- _Passage provided_

Saturday, March 4, 2017

Review: Empire of Storms

Empire of Storms Empire of Storms by Sarah J. Maas
My rating: 3 of 5 stars

First off, I have to say that flaming blue-orange contrast cover with Aelin looking incredibly more beautiful and kick-ass than ever is just downright awesome.

Second off, the one and only proper reaction to that doozy of an ending:

So. Empire of Storms.

Honestly, after Queen of Shadows with its Lovecraftian horror and demonic possessions every-freaking-where, I thought Maas had peaked. Maybe she has - the books she's put out in the last year or so, I wasn't quite as impressed with (certainly not on the first read) those as I was with the ones she published in 2015. ACOMAF had an infuriating beginning (especially when my initial ship got torpedoed with extreme prejudice), but built up to a high-intensity ending. EoS, meanwhile, was less infuriating, but it did have a way of boring me a bit at first, largely due to its length. Knowing Chaol wasn't in this book didn't help - he's long been a favorite of mine - and I'm so, so, so done with the whole Rowan/Aelin ship, which built up to new romantically messed-up heights...and meanwhile, EVERYBODY ELSE pairs up with someone, heedless of sense most of the time, which pads this 700-page book unnecessarily. (Ironically, the book appears slimmer than its predecessors because it's printed on thinner paper.)

However. That ending. Oh my God. Without going into spoilers, let's just say that Victoria Aveyard might have started a trend with the ending of Glass Sword, and Maas has given us something unsettlingly similar here.

Along the way, there's a lot of sailing, a lot of wvyern fighting (now THAT was awesome!), a lot of burning (some of which is an extremely on-the-nose visual metaphor for the current ship du jour having some heavy, explicit sex), and also a major surprise twist about 100 pages from the end - even before the Aveyardian ending. (Yes, I'm calling Aveyardian a word now.)

Looks like for Book 7, we can expect quite the epic finale - but first, Chaol's novel later this year. And thank God for that, because I can do without an entire book populated with Rowan now, you know what I'm saying?

View all my reviews

Thursday, March 2, 2017

Review: Queen of Shadows

Queen of Shadows Queen of Shadows by Sarah J. Maas
My rating: 4 of 5 stars

At first, I was a bit worried that the length of this book would make it too daunting a task to really enjoy. Luckily, like with a good Harry Potter or Song of Ice and Fire book (or Cassie Clare's epic-sized City of Heavenly Fire), this book delivered lots of high action over its considerable length. Even though I'm not at all happy with some of the character development (Aelin being quite an epic jackass compared to the previous books, Chaol's role in the story being reduced into further oblivion, the ship tease with Rowan and Aelin that I no longer enjoy the second time around), there will always be all that action, and, dare I say, the Lovecraftian horror. Those Valg... *shudders*

I still feel like, aside from the aforementioned character-development and serious shipping annoyances (as well as the ongoing preponderance of characters who do this book no good in the diversity department - any and all known PoC and/or LGBT+ characters being minor at best), Queen of Shadows would have made a good ending to the series. Much of the story is wrapped up, with a few loose ends, but none too annoying. It helps that a major antagonist dies in the end (I hope - it would be just like Maas to revive this character in later installments, I think.)

It used to be that I thought this was the series' peak, but now I think it's just part of a slow downhill slide from Book 1 overall. I get the feeling I'm going to drop the rating for Empire of Storms upon rereading that one as well...but I'm still seriously hoping for the upcoming Chaol novel to really rescue the series for me.

- _Stored data_
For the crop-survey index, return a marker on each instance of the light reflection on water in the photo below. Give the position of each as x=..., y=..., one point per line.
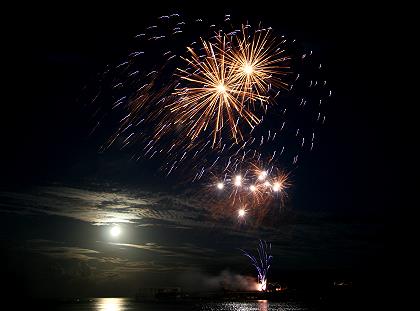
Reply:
x=127, y=304
x=110, y=304
x=262, y=305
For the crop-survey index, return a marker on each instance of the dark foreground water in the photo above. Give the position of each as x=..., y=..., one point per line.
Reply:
x=126, y=304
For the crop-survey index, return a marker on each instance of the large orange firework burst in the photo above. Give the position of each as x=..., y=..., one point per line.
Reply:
x=222, y=85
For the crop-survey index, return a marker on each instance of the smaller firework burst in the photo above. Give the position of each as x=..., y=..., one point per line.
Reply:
x=251, y=191
x=262, y=263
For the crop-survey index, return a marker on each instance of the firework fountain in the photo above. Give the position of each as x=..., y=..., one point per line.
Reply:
x=262, y=263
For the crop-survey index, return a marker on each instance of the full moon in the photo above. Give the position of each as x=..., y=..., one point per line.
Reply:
x=115, y=231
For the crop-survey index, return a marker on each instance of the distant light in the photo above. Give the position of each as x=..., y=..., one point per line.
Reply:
x=262, y=175
x=115, y=231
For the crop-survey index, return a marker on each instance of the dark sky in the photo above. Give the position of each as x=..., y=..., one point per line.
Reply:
x=59, y=195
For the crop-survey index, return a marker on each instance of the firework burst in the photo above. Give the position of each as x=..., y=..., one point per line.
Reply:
x=239, y=101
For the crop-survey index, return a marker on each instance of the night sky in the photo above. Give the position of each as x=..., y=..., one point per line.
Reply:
x=59, y=195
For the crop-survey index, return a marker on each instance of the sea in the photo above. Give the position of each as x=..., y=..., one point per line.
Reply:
x=128, y=304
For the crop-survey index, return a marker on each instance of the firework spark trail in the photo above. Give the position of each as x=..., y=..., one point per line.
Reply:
x=237, y=101
x=211, y=94
x=262, y=263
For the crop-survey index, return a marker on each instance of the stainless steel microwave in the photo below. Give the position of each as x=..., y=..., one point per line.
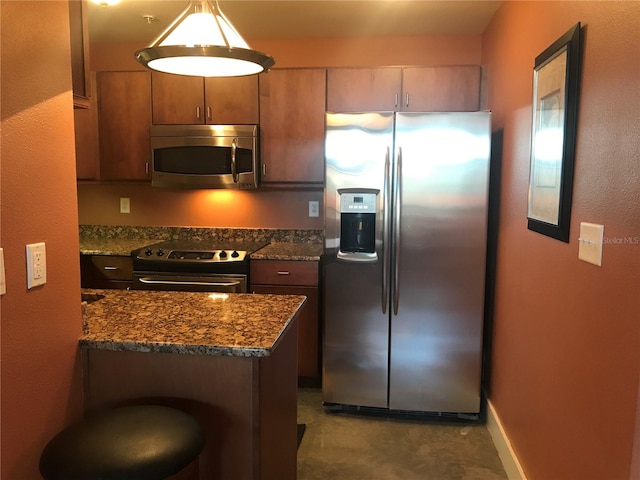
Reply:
x=205, y=156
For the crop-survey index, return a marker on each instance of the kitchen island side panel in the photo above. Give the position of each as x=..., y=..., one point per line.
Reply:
x=235, y=398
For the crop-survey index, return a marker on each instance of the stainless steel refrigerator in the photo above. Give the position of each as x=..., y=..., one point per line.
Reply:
x=404, y=260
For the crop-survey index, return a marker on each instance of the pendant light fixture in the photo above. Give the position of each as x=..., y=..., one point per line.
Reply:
x=202, y=42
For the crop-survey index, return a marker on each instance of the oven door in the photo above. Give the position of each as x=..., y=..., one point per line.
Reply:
x=230, y=283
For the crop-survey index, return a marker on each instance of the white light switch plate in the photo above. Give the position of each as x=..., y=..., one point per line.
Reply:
x=314, y=208
x=591, y=239
x=36, y=265
x=125, y=205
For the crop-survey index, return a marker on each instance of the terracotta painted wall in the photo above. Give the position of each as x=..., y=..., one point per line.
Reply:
x=566, y=359
x=40, y=374
x=99, y=204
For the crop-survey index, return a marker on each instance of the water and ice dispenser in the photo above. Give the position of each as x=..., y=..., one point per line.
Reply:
x=358, y=225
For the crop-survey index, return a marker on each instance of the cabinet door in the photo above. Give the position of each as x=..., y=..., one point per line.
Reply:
x=363, y=89
x=124, y=119
x=85, y=122
x=292, y=107
x=79, y=38
x=232, y=100
x=86, y=137
x=441, y=89
x=177, y=100
x=308, y=331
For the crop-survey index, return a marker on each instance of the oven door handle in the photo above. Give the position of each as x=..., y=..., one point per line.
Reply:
x=151, y=281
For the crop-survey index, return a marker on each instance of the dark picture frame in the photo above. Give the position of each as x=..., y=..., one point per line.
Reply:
x=556, y=82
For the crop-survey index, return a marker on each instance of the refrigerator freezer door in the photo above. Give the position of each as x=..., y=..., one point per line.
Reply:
x=356, y=326
x=435, y=357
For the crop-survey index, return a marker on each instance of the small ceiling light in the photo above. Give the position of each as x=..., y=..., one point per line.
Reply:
x=201, y=42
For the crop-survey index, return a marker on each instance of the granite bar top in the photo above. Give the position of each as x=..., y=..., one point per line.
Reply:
x=245, y=325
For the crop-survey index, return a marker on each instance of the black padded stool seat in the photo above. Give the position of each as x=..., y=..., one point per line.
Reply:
x=147, y=442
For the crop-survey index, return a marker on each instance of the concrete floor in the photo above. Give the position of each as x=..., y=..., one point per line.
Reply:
x=356, y=447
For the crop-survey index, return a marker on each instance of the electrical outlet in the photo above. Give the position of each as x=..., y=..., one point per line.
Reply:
x=36, y=265
x=125, y=205
x=590, y=243
x=314, y=208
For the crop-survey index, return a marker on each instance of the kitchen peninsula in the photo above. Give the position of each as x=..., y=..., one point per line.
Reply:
x=228, y=359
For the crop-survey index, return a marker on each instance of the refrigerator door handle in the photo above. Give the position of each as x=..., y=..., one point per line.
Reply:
x=397, y=187
x=386, y=238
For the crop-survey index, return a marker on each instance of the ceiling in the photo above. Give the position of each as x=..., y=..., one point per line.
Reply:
x=291, y=19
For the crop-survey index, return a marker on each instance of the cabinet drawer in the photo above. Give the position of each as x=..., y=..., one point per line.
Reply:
x=284, y=272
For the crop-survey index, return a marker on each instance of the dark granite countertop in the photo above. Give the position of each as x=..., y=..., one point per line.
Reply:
x=246, y=325
x=113, y=246
x=301, y=251
x=309, y=252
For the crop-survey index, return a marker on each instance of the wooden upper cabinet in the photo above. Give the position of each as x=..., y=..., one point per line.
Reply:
x=363, y=89
x=232, y=100
x=86, y=137
x=441, y=89
x=79, y=38
x=408, y=89
x=124, y=118
x=292, y=108
x=182, y=100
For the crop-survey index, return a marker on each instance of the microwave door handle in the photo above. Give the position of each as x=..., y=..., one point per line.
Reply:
x=151, y=281
x=234, y=167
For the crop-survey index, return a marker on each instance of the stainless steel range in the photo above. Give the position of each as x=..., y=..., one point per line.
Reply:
x=197, y=266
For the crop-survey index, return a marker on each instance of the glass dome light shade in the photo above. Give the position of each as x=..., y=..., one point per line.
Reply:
x=202, y=42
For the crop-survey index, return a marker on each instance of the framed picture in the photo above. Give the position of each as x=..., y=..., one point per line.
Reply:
x=556, y=81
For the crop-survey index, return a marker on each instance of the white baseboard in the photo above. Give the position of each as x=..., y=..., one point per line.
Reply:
x=508, y=457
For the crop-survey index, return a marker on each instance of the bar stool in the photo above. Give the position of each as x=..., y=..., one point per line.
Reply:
x=143, y=442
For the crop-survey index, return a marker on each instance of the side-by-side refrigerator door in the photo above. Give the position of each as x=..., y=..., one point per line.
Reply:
x=436, y=334
x=358, y=149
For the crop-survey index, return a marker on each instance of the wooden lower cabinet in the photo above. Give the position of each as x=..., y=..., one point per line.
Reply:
x=296, y=278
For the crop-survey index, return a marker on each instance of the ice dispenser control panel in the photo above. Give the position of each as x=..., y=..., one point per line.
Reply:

- _Requirement 1_
Answer these questions using the book reviews, one line each:
(a) What rating does the reviewer give Empire of Storms?
(b) Why does Empire of Storms look slimmer than the books before it?
(c) In the Queen of Shadows review, what happens at the end that helps wrap up the story?
- _Requirement 2_
Decide whether each statement agrees with the book reviews. Answer yes or no, and quote the words from the reviews that decide it.
(a) The reviewer rates Queen of Shadows higher than Empire of Storms.
(b) Chaol appears in Empire of Storms.
(c) The reviewer hopes the upcoming Chaol novel will rescue the series.

- _Exercise answer 1_
(a) 3 of 5 stars.
(b) It is printed on thinner paper.
(c) A major antagonist dies.

- _Exercise answer 2_
(a) Yes: "My rating: 4 of 5 stars" for Queen of Shadows, against "My rating: 3 of 5 stars" for Empire of Storms.
(b) No: "Knowing Chaol wasn't in this book didn't help"
(c) Yes: "I'm still seriously hoping for the upcoming Chaol novel to really rescue the series for me."